ASSIGNED TASK »
Everything in the listing below must be reproduced exactly, apart from its images.

EXERCISE MATERIALS »
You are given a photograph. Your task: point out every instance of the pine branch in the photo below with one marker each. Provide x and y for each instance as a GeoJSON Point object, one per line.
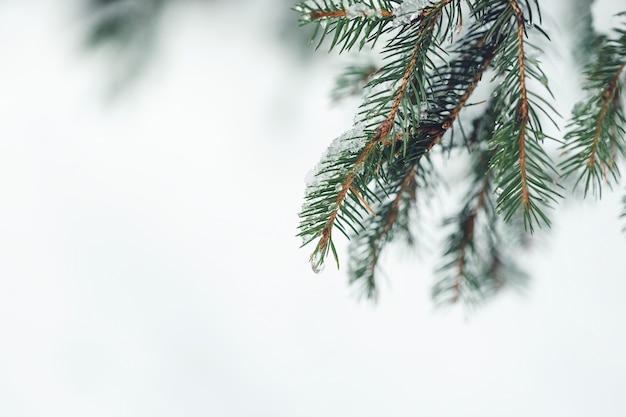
{"type": "Point", "coordinates": [348, 21]}
{"type": "Point", "coordinates": [524, 172]}
{"type": "Point", "coordinates": [478, 263]}
{"type": "Point", "coordinates": [340, 198]}
{"type": "Point", "coordinates": [596, 139]}
{"type": "Point", "coordinates": [459, 84]}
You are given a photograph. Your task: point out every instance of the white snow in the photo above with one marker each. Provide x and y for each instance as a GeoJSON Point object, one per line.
{"type": "Point", "coordinates": [350, 141]}
{"type": "Point", "coordinates": [408, 11]}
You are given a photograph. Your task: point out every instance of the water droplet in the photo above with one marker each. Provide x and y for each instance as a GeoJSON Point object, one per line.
{"type": "Point", "coordinates": [317, 262]}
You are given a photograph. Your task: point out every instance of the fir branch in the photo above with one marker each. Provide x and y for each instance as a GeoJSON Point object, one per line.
{"type": "Point", "coordinates": [393, 217]}
{"type": "Point", "coordinates": [349, 173]}
{"type": "Point", "coordinates": [400, 195]}
{"type": "Point", "coordinates": [399, 88]}
{"type": "Point", "coordinates": [478, 262]}
{"type": "Point", "coordinates": [524, 173]}
{"type": "Point", "coordinates": [596, 137]}
{"type": "Point", "coordinates": [349, 21]}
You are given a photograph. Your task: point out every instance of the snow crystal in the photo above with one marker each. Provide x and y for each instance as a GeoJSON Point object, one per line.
{"type": "Point", "coordinates": [350, 141]}
{"type": "Point", "coordinates": [408, 10]}
{"type": "Point", "coordinates": [360, 10]}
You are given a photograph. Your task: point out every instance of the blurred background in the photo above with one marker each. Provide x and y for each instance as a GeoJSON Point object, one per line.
{"type": "Point", "coordinates": [152, 156]}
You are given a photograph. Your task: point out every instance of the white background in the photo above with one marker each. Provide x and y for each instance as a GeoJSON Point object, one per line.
{"type": "Point", "coordinates": [148, 264]}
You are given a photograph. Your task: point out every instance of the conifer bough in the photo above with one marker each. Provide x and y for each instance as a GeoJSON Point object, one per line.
{"type": "Point", "coordinates": [374, 180]}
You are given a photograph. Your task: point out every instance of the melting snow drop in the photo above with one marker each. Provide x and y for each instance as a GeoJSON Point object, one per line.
{"type": "Point", "coordinates": [317, 262]}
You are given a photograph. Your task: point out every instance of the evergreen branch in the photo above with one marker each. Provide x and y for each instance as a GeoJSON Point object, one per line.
{"type": "Point", "coordinates": [596, 137]}
{"type": "Point", "coordinates": [399, 196]}
{"type": "Point", "coordinates": [476, 263]}
{"type": "Point", "coordinates": [399, 88]}
{"type": "Point", "coordinates": [523, 109]}
{"type": "Point", "coordinates": [393, 217]}
{"type": "Point", "coordinates": [326, 205]}
{"type": "Point", "coordinates": [524, 173]}
{"type": "Point", "coordinates": [349, 21]}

EXERCISE OUTPUT »
You are given a photograph. Your task: point out every instance of the pine branch in the photo below with one marker each. Provide x and y for each instance as a GeoJSON Point object, one per line.
{"type": "Point", "coordinates": [348, 21]}
{"type": "Point", "coordinates": [524, 172]}
{"type": "Point", "coordinates": [478, 263]}
{"type": "Point", "coordinates": [340, 198]}
{"type": "Point", "coordinates": [596, 139]}
{"type": "Point", "coordinates": [459, 84]}
You are given a photograph. Your task: point out every instance of the white snow in the photo above with one marker each. Provide x and y for each instance as a GeoJSON Point object, one per line.
{"type": "Point", "coordinates": [350, 141]}
{"type": "Point", "coordinates": [408, 11]}
You are given a photograph. Your task: point out every instance of the water droplet in the photo above with one marker each. Provide x and y for each instance as a GeoJSON Point object, one per line.
{"type": "Point", "coordinates": [317, 262]}
You are given a photograph. Your task: point out every instance of the fir branch in the photo above with one marker each. Provide x and y for each instance as a GeoJSON Point object, one per line.
{"type": "Point", "coordinates": [393, 217]}
{"type": "Point", "coordinates": [349, 173]}
{"type": "Point", "coordinates": [400, 195]}
{"type": "Point", "coordinates": [399, 88]}
{"type": "Point", "coordinates": [478, 262]}
{"type": "Point", "coordinates": [524, 173]}
{"type": "Point", "coordinates": [596, 137]}
{"type": "Point", "coordinates": [349, 21]}
You are given a photograph. Your task: point out every instance of the snow crystal in the photo above with one marker each. Provide x and y for each instance as a GeoJSON Point object, one per line.
{"type": "Point", "coordinates": [350, 141]}
{"type": "Point", "coordinates": [408, 10]}
{"type": "Point", "coordinates": [360, 10]}
You are given a photograph. Your task: point out every instance of the blurred background in the photo above with one marker each. Provide x and y for each instance as a GeoJSON Point object, one per line.
{"type": "Point", "coordinates": [152, 156]}
You are given a photograph. Your task: point out every instance of the white background in the photo above with one marker each. Provide x and y for each instance as a GeoJSON Point object, one per line.
{"type": "Point", "coordinates": [148, 264]}
You are given a photograph. Your task: point out every instance of the conifer bough in the photo above with one marker each. Provide x and y for each instance as a GeoJSON Point object, one per line.
{"type": "Point", "coordinates": [374, 180]}
You are given a photograph. Your task: point out every instance of the melting snow drop in the photo above with one marker each. Provide x and y for each instance as a GeoJSON Point object, one per line.
{"type": "Point", "coordinates": [317, 262]}
You are given a photograph. Your task: point out every instance of the evergreen branch in the photo above with one marker each. Provide x and y for each instance as a GeoJSON Point object, one per line.
{"type": "Point", "coordinates": [596, 137]}
{"type": "Point", "coordinates": [399, 196]}
{"type": "Point", "coordinates": [476, 263]}
{"type": "Point", "coordinates": [399, 88]}
{"type": "Point", "coordinates": [523, 109]}
{"type": "Point", "coordinates": [393, 217]}
{"type": "Point", "coordinates": [326, 205]}
{"type": "Point", "coordinates": [524, 173]}
{"type": "Point", "coordinates": [349, 21]}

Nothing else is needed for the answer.